* _The task_: Continue the biography of Imants Sudmalis from where it stops.

* _Provided text_:
━━━━

Imants Sudmalis (18 March 1916 OS, Cēsis, Governorate of Livonia, Russian Empire – 25 May 1944 NS, Riga, Latvia) was a Latvian editor and Soviet communist and partisan, the Hero of the Soviet Union (awarded posthumously on October 23, 1957).

== Life and career ==

Sudmalis was born in to the family of a teacher.

A Communist sympathizer from a young age, Sudmalis became a member of the underground Communist Union of the Youth of Latvia from 1932, and head of the underground Komsomol organization in Liepāja during the dictatorship of Kārlis Ulmanis. He was jailed for his pro-Soviet agitation but was released following the Soviet occupation in 1940. He became a member of the Latvian Lenin Communist Youth Central Committee and secretary for its Liepāja branch and was editor of Liepāja's party newspaper, Komunists ("The Communist").

During the Nazi occupation in World War II, Sudmalis was one of the organisers of the Soviet guerrilla resistance movement in the territory of Latvia. Soviet sources indicate he participated in the defense of Liepāja in June 1941, fighting with his Komsomol group against the German invasion forces, destroying a Nazi landing party near Rucava. Ultimately, the Soviets evacuated Liepāja two days before the Nazis entered the city. From 1943, Sudmalis was in charge of an underground Komsomol resistance cell in Riga. In February 1944, he was executed by the Germans. He was awarded with two Orders of Lenin.

━━━━

* _Source data_:
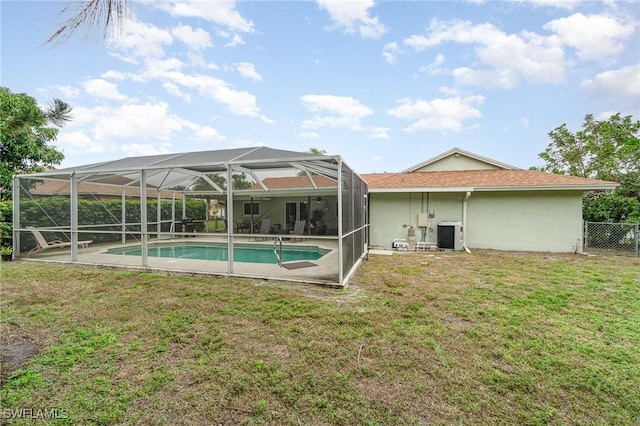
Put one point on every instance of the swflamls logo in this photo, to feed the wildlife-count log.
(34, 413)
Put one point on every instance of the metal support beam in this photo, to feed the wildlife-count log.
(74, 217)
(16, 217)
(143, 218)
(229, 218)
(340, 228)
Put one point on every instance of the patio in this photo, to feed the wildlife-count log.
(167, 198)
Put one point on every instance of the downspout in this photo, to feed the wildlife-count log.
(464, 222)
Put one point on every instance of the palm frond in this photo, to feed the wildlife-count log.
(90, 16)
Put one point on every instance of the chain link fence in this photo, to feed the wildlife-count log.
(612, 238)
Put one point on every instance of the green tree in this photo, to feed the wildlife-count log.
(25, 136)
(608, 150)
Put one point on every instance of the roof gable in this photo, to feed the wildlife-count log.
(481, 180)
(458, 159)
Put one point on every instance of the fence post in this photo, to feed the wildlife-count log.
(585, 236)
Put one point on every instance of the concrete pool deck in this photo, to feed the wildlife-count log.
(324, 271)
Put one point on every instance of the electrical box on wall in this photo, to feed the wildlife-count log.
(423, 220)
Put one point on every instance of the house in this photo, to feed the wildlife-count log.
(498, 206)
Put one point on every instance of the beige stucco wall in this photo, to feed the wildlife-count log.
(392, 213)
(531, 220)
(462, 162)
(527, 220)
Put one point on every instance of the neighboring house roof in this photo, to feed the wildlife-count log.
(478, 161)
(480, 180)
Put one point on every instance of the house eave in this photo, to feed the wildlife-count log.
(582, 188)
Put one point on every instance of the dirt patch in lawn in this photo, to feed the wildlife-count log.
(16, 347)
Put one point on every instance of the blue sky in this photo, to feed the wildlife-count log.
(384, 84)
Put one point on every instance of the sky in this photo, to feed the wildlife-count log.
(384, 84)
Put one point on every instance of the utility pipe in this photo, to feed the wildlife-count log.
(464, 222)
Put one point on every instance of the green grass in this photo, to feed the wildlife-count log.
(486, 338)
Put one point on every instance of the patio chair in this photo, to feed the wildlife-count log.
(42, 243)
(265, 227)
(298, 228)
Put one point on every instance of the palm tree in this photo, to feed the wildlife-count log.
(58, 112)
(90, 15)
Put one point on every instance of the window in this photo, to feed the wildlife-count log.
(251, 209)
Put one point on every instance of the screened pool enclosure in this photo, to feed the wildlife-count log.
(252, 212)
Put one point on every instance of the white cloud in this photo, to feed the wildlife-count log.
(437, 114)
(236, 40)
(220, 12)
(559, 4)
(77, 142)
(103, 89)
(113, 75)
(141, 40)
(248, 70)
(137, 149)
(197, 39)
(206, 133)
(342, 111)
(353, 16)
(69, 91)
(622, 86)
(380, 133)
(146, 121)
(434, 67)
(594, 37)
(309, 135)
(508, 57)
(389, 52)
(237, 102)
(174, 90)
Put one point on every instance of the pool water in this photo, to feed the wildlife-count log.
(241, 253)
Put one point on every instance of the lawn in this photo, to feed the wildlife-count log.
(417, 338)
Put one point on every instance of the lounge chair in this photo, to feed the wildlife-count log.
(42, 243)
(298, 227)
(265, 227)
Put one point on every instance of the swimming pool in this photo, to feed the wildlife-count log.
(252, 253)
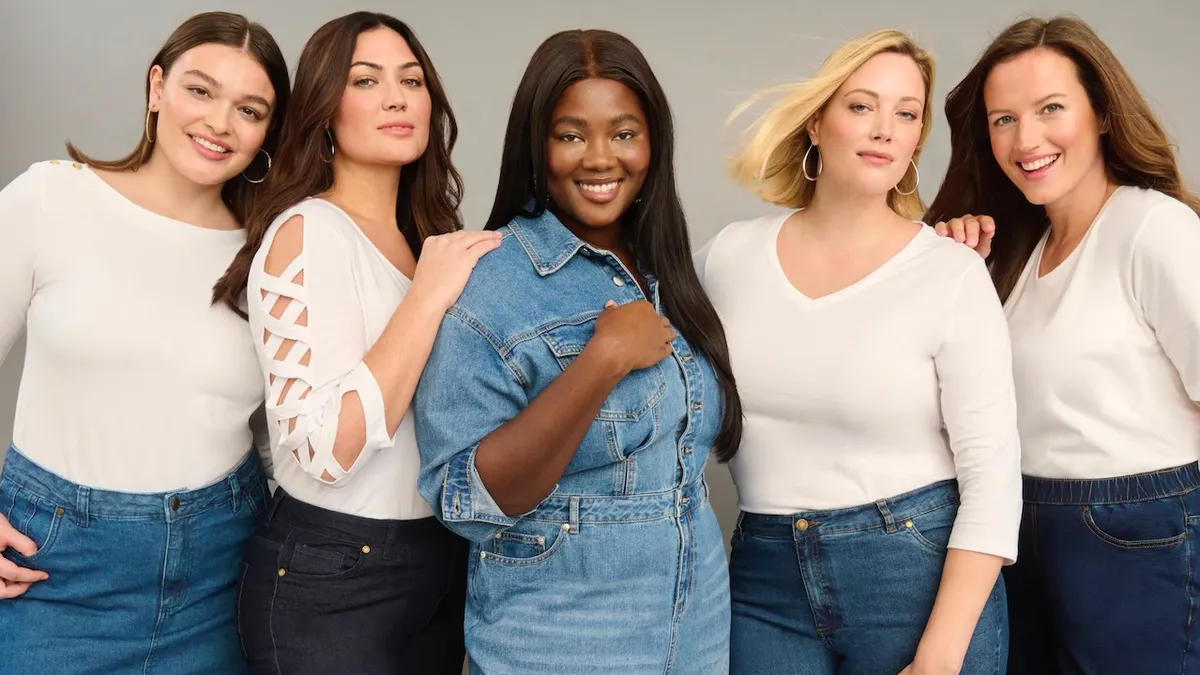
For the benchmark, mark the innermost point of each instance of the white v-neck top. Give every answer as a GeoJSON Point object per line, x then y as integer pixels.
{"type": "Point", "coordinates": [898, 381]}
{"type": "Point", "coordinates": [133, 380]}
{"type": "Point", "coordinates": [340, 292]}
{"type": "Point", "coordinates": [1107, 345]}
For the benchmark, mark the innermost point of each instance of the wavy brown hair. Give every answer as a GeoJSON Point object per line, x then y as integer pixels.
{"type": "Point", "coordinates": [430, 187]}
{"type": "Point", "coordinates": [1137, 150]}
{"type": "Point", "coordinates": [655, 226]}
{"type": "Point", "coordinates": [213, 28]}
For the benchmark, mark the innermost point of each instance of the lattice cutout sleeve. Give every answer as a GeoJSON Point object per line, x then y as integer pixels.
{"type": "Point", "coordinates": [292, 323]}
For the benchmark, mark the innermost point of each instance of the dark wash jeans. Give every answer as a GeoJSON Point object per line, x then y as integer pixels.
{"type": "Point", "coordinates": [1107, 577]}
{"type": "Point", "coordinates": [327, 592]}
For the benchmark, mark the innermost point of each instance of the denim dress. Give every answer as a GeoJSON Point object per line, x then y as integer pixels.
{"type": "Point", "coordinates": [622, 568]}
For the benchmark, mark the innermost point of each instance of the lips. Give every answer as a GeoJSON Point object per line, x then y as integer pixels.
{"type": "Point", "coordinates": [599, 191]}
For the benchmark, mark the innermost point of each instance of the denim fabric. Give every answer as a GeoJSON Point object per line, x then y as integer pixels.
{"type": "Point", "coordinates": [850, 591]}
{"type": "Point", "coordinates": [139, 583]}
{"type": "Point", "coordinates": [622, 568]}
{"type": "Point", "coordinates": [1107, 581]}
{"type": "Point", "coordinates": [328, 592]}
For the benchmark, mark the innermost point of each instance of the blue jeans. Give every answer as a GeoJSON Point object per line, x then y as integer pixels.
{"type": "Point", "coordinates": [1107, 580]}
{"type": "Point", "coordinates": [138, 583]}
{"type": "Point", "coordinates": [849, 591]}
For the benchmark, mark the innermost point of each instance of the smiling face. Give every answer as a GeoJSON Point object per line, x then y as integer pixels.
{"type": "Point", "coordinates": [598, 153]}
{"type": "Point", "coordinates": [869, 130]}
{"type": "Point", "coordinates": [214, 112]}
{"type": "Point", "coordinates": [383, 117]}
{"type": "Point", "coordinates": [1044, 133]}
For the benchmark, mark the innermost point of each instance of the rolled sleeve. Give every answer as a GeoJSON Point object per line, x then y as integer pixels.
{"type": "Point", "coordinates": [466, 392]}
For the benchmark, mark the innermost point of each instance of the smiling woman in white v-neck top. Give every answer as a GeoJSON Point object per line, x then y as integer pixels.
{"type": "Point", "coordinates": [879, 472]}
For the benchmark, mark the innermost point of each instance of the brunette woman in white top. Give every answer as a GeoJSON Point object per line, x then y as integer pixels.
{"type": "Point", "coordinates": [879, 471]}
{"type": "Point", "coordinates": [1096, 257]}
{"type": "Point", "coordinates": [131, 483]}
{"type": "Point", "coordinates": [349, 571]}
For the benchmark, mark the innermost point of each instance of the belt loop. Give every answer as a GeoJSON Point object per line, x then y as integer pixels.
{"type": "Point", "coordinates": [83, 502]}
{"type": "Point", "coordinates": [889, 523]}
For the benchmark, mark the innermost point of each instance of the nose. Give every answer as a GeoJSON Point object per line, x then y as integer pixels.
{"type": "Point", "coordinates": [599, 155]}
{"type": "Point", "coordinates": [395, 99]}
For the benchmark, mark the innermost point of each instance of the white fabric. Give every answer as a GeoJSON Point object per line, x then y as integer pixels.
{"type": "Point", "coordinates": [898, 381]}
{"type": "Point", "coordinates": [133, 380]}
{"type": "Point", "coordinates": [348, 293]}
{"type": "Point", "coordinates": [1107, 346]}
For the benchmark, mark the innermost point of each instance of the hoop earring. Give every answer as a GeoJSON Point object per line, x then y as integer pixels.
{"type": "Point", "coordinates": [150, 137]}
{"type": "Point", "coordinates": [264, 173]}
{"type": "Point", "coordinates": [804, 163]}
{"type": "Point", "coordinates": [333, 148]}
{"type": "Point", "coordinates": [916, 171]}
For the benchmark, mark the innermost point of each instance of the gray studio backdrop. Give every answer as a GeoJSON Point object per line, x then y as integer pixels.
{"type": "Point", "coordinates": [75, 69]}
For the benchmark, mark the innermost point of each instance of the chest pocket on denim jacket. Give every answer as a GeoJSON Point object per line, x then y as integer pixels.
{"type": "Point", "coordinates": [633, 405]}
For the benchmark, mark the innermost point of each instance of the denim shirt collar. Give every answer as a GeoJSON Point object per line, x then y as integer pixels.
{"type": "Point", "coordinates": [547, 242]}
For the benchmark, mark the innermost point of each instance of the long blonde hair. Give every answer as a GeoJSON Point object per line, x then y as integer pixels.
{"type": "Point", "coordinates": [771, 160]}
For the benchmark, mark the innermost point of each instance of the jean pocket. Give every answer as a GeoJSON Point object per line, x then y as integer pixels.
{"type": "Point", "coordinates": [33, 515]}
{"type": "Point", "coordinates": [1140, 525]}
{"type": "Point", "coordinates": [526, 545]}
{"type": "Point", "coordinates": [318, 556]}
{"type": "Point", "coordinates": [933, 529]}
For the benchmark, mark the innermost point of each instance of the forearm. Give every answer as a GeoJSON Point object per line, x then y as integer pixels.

━━━━

* _Output for this exercise_:
== Soviet commemorations ==

On 23 November 1978 a monument dedicated to Sudmalis was erected in Liepāja on Komsomol Square (Komjaunatnes laukums; present-day Jānis Čakste Square). The sculptors of the monument were Vilnis Albergs and Gaida Grundberga; its architects were O. Ostenbergs and I. Strautmanis. Following the restoration of Latvia's independence, on 21 July 1995 the statue of Sudmalis was relocated to the park of the Liepāja Museum. One of the driving forces behind the move was local LNNK activist Voldemārs Prancāns, who disliked the fact that the monument had become a meeting place for the local Interfront and others who had opposed Latvia's renewed independence from the USSR.

A bronze bust of Imants Sudmalis once stood in Riga near the Riga Castle, but was dismantled in the 1990s. There is also a memorial stone to Sudmalis (erected in 1962) at the Draudzības kurgāns (Burial-mound of Friendship) near Zilupe on the Latvian–Russian–Belarusian border.

Schools, Pioneer youth organizations, streets, kolhozes, and a vessel in the Soviet fishing fleet were named for Sudmalis. In 1968 an oil tanker built in Kerch was named for him. As of 2006 this tanker sailed under the flag of Belize.